* Begin *
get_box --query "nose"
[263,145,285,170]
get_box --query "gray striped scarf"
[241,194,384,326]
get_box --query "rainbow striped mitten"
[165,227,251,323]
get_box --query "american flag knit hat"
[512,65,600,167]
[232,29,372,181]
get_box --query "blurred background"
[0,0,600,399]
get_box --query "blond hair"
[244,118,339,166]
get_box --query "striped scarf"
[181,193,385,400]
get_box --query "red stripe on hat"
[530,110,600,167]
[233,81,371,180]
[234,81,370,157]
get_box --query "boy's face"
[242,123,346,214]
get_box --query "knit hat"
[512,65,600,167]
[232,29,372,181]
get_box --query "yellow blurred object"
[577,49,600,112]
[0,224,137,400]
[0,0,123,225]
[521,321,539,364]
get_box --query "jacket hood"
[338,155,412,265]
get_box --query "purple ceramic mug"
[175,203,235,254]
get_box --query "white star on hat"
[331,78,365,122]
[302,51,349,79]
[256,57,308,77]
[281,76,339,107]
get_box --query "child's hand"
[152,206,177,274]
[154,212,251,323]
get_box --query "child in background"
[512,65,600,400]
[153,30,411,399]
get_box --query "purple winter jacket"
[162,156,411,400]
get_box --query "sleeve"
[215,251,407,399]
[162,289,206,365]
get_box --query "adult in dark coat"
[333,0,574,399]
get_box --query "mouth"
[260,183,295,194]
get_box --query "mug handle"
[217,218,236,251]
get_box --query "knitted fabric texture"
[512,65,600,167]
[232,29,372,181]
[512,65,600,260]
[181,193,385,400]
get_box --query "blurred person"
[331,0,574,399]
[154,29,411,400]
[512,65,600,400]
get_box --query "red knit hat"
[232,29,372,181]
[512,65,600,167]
* End *
TASK BRIEF >>
Copy out each line from the entries above that contains the string "child". Case counts.

TASK ANSWER >>
get_box --query "child's hand"
get_box --query "child in background"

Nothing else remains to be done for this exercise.